● TASK REQUIREMENTS
In the Sierra hiking account, write out word for word the part from "Our packs were" to "exhaustion and cried.".

Photo courtesy of Soophia Ansari

Our packs were the heaviest they had ever been, as we had to bring extra food and snow gear. The miles were slow and grueling, the air thin due to high altitude. We would wake up at 1am to climb the steep icy passes, as this was when the snow was most firm. We would sleep during the day, when it was warm enough under the sun to fall asleep on top of snow.

M, being the fastest in our group, tended to take the lead in navigating. Often, we ended up off the trail, traversing steep snowy slopes, digging our soaking wet feet and trekking poles into the ice. Hiking through the snowy Sierras was challenging, but we all felt determined to see it through till the end, and getting through each pass felt incredibly rewarding. For a while, things were good… until they weren’t. 

With no option but to wait until it was safe to hike, I sat in my tent shaking from cold and exhaustion and cried.

During one tough section, we were met with intense back-to-back hail storms that made conditions slippery and dangerous. Lightning danced all around us and we found ourselves slipping on steep descents and self arresting with our ice axes several times. The snow became slushy and we began postholing (falling through pockets of air under fragile snow and onto unforgiving granite). All of our gear became soaked and we set up our wet tents haphazardly to wait out the storm. For the next few days, there were repeated storms, making travel feel unsafe; still the only way out was through.

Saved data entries
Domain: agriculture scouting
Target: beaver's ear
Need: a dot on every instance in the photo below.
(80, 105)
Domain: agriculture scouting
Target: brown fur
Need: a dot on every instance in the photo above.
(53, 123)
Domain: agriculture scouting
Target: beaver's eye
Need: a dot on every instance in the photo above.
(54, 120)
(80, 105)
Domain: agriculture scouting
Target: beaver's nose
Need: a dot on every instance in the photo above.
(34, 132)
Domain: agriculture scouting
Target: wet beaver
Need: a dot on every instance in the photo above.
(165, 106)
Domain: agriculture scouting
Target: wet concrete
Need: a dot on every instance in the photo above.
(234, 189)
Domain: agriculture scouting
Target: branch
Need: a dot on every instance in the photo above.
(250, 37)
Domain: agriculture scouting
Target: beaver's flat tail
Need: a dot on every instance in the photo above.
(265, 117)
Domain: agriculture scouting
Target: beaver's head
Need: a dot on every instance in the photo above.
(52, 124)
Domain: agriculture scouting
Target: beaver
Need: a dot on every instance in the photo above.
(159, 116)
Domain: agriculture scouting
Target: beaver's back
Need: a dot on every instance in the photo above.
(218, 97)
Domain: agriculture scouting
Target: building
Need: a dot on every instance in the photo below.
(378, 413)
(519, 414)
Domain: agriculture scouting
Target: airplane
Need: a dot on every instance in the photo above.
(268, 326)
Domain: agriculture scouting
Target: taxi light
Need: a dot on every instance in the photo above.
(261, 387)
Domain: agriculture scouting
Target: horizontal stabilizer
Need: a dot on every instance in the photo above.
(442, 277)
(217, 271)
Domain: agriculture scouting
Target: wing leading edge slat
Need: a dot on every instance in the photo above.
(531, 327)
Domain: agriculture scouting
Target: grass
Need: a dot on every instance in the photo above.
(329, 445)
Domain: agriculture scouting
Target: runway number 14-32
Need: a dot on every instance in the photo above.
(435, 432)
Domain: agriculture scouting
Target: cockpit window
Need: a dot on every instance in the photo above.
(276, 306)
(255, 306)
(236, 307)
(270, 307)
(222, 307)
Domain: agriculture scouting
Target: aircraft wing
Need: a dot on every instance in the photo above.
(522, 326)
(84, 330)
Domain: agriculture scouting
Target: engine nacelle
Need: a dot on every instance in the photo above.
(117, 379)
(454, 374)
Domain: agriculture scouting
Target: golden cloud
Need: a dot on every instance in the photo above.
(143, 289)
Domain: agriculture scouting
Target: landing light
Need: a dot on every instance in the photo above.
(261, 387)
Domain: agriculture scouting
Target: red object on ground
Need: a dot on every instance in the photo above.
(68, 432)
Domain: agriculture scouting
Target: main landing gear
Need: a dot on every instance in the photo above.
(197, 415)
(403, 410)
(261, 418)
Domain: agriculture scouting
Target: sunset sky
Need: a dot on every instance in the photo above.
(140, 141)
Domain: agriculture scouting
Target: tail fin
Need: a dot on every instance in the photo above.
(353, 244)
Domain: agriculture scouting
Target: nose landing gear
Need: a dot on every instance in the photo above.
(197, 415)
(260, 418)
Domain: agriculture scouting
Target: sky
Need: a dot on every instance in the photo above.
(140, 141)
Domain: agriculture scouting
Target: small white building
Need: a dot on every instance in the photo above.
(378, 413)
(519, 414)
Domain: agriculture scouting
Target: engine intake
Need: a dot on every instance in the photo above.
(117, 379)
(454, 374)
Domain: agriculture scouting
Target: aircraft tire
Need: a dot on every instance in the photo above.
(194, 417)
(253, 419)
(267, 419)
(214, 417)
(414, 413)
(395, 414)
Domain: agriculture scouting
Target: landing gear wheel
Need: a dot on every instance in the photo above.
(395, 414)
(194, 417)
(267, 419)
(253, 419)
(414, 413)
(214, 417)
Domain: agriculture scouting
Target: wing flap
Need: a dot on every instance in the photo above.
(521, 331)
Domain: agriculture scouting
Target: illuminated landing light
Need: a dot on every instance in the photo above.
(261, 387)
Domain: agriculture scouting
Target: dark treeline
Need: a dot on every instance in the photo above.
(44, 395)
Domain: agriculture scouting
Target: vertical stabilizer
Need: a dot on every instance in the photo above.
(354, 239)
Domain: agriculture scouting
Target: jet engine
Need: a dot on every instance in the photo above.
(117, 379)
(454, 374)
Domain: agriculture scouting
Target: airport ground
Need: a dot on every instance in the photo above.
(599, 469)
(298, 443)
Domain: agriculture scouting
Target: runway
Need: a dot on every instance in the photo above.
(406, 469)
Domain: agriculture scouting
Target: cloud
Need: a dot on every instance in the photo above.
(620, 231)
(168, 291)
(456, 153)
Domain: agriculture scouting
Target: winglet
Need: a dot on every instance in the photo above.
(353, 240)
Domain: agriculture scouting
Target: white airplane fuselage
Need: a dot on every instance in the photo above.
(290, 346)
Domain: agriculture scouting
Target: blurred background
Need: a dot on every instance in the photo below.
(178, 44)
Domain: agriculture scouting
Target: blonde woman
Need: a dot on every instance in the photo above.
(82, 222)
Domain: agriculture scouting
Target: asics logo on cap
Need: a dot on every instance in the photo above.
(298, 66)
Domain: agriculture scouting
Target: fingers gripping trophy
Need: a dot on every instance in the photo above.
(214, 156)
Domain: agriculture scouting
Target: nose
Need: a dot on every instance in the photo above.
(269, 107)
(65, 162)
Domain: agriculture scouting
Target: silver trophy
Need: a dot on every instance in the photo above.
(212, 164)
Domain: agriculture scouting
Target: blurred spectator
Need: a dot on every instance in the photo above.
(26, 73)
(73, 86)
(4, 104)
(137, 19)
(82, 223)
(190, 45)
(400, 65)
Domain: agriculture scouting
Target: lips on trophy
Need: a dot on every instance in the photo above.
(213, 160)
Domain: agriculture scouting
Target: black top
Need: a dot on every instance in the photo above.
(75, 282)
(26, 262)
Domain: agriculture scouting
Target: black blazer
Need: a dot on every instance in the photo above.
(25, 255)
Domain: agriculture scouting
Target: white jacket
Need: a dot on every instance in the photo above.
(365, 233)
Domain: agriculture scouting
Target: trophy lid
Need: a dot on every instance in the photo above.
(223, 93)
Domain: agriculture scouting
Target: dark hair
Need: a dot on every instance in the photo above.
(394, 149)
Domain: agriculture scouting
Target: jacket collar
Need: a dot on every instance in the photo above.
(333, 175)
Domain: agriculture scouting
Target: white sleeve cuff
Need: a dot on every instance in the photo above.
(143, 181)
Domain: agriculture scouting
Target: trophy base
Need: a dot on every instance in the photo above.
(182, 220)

● COMPLETE OUTPUT
Our packs were the heaviest they had ever been, as we had to bring extra food and snow gear. The miles were slow and grueling, the air thin due to high altitude. We would wake up at 1am to climb the steep icy passes, as this was when the snow was most firm. We would sleep during the day, when it was warm enough under the sun to fall asleep on top of snow.

M, being the fastest in our group, tended to take the lead in navigating. Often, we ended up off the trail, traversing steep snowy slopes, digging our soaking wet feet and trekking poles into the ice. Hiking through the snowy Sierras was challenging, but we all felt determined to see it through till the end, and getting through each pass felt incredibly rewarding. For a while, things were good… until they weren’t. 

With no option but to wait until it was safe to hike, I sat in my tent shaking from cold and exhaustion and cried.